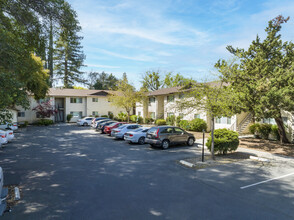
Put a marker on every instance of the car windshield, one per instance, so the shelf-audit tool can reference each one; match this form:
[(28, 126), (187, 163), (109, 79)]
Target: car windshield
[(153, 130), (121, 127), (138, 130)]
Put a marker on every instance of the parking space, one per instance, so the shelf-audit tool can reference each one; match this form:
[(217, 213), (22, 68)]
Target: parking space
[(71, 172)]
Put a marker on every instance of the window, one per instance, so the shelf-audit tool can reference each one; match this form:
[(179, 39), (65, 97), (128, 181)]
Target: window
[(152, 115), (167, 131), (76, 100), (41, 101), (179, 131), (196, 115), (182, 95), (21, 114), (95, 113), (151, 100), (77, 114), (223, 120), (170, 98), (170, 114)]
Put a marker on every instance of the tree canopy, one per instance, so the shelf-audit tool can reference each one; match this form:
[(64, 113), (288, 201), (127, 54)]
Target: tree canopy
[(263, 77)]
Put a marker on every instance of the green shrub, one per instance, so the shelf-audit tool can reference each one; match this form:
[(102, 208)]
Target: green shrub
[(140, 120), (265, 130), (110, 115), (225, 141), (198, 124), (133, 118), (45, 122), (69, 117), (275, 132), (254, 128), (122, 116), (148, 120), (170, 120), (160, 122), (178, 120), (184, 124)]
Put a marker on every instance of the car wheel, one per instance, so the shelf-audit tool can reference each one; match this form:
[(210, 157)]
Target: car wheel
[(141, 140), (165, 144), (190, 142)]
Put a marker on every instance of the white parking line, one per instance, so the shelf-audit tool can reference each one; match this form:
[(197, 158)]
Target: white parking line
[(280, 177)]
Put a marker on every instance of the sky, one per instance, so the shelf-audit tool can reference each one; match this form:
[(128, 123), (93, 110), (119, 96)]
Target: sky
[(179, 36)]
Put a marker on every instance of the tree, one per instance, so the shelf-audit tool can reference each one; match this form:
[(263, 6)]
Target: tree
[(263, 78), (151, 81), (69, 56), (176, 80), (103, 81), (214, 98), (126, 96), (45, 110), (22, 41)]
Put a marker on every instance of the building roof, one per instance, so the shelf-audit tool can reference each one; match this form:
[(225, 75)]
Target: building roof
[(79, 92), (177, 89), (165, 91)]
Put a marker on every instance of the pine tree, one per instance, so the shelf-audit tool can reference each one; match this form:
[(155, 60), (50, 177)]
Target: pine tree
[(68, 51)]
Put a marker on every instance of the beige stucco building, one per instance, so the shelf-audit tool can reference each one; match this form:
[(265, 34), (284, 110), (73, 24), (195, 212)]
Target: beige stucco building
[(77, 102)]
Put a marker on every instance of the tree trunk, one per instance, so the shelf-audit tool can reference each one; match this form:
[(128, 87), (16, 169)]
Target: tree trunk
[(128, 113), (66, 84), (281, 129), (50, 54), (212, 137)]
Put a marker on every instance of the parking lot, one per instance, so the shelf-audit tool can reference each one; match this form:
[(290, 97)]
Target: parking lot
[(71, 172)]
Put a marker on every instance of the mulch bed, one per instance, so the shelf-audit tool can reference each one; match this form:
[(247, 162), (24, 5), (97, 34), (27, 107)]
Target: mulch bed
[(274, 147)]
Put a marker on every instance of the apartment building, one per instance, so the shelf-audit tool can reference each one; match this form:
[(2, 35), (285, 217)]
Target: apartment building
[(77, 102)]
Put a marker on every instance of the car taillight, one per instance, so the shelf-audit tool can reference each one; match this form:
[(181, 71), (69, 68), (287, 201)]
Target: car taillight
[(157, 136)]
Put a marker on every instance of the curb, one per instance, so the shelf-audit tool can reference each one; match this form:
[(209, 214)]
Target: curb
[(185, 163)]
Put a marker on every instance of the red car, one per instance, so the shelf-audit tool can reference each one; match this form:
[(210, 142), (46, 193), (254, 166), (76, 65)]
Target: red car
[(107, 129)]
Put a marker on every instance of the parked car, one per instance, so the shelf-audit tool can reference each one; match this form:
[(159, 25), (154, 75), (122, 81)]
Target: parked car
[(3, 138), (120, 132), (9, 126), (100, 122), (9, 134), (95, 120), (136, 136), (164, 136), (101, 126), (85, 121), (108, 128)]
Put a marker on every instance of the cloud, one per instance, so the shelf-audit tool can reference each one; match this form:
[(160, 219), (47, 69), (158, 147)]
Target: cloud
[(102, 66)]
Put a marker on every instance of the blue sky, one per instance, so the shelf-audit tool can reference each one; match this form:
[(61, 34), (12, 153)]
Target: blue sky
[(179, 36)]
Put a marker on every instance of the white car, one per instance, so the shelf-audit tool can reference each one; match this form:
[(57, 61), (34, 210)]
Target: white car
[(9, 134), (9, 126), (120, 132), (136, 136), (85, 121), (3, 138)]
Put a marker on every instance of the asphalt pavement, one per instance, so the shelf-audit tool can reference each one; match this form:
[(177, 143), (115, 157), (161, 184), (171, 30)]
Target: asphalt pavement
[(70, 172)]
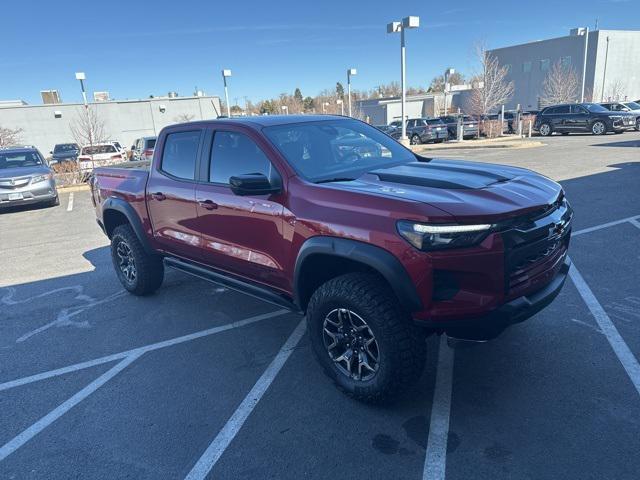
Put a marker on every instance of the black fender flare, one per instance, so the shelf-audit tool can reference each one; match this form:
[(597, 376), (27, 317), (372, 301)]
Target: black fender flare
[(121, 206), (379, 259)]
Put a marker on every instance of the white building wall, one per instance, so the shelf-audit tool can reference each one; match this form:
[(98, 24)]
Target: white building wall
[(124, 120)]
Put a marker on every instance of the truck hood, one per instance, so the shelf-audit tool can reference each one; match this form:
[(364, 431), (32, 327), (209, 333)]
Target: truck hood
[(466, 190)]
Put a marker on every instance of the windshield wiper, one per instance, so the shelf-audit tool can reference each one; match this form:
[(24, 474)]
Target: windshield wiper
[(337, 179)]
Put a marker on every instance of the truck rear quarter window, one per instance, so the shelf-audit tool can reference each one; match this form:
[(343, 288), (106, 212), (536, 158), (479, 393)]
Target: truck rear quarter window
[(180, 153)]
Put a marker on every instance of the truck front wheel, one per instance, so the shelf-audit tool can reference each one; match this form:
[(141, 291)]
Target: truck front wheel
[(363, 339), (139, 272)]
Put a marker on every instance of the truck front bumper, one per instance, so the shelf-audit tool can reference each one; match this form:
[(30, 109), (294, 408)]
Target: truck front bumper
[(492, 324)]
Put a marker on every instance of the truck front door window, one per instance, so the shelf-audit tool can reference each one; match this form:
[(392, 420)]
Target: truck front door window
[(180, 153)]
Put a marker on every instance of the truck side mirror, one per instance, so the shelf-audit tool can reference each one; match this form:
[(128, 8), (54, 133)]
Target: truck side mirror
[(252, 184)]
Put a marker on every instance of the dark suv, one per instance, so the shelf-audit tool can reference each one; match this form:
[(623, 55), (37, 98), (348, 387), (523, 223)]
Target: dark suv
[(582, 117)]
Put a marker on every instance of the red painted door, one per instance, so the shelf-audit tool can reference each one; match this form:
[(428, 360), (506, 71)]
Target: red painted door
[(171, 193), (241, 234)]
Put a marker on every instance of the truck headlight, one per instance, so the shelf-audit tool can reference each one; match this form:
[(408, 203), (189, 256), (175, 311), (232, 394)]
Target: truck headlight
[(437, 237), (41, 178)]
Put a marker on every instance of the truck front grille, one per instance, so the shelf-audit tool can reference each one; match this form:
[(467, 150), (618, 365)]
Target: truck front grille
[(535, 245)]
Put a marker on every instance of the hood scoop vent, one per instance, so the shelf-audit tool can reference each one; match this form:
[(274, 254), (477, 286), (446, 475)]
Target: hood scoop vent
[(438, 174)]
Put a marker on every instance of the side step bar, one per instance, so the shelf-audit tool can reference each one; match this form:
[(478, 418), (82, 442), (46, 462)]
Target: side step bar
[(252, 289)]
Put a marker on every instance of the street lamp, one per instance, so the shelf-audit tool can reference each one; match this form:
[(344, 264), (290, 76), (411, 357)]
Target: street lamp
[(395, 27), (350, 72), (584, 63), (225, 74), (447, 75), (82, 77)]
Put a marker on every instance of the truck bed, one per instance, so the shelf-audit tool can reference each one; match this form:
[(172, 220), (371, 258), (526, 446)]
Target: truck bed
[(126, 180)]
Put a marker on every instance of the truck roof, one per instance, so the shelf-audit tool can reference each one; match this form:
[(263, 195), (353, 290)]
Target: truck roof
[(269, 120)]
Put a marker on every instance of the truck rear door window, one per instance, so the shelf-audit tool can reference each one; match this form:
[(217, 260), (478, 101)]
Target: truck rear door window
[(180, 153)]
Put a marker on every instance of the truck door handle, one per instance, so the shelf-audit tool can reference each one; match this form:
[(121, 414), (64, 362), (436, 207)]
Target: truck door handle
[(208, 204)]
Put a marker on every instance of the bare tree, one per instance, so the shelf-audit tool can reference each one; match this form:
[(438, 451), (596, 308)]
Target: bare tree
[(10, 136), (492, 88), (615, 90), (184, 117), (88, 129), (560, 85)]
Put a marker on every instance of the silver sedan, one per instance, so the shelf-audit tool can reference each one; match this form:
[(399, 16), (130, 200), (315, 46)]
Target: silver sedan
[(25, 178)]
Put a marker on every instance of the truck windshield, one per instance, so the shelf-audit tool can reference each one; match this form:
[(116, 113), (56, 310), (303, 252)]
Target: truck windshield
[(336, 149), (17, 160)]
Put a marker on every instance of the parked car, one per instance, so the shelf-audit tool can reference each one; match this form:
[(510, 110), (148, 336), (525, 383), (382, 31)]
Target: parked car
[(142, 149), (426, 130), (469, 126), (377, 251), (98, 155), (582, 117), (629, 107), (64, 152), (25, 178), (388, 129)]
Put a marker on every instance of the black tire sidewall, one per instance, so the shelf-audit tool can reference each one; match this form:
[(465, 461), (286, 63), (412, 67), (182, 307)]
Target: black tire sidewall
[(600, 122), (116, 240), (383, 320)]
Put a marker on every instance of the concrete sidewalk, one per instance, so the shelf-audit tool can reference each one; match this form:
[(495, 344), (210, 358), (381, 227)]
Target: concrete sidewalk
[(500, 142)]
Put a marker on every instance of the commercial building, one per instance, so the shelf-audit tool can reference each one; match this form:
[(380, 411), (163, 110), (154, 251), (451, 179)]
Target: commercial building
[(45, 125), (612, 67), (382, 111)]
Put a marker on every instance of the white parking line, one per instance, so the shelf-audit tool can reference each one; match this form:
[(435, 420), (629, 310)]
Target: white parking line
[(435, 461), (140, 350), (620, 348), (215, 450), (26, 435), (605, 225)]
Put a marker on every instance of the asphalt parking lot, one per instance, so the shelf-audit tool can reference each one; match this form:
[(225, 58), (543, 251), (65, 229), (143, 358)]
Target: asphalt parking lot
[(202, 382)]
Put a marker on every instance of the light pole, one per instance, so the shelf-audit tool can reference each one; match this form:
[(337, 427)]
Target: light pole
[(584, 64), (82, 77), (350, 72), (225, 74), (604, 73), (395, 27), (447, 75)]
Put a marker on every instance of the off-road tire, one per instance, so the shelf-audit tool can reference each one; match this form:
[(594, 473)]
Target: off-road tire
[(402, 346), (545, 132), (149, 270), (599, 128)]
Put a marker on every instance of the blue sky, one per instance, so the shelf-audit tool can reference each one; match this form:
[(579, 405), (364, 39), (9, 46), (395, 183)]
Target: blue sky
[(133, 50)]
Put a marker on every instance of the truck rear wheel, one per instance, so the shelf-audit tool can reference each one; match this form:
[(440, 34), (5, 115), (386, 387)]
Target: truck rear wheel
[(364, 340), (139, 272)]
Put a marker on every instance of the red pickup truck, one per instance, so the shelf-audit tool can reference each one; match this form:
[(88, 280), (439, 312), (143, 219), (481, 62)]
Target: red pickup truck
[(330, 217)]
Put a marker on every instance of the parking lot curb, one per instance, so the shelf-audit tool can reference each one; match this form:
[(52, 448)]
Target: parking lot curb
[(471, 145), (73, 188)]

# Problem to solve
A faithful copy of the lines from the line containing "lot curb, one" to the end of the data should be set down, both ends included, and nothing more.

# Written answer
Put a marker on every instance of the parking lot curb, one per instance, so the shelf-audit tool can reference each one; match this form:
[(52, 448)]
Target: parking lot curb
[(471, 145), (73, 188)]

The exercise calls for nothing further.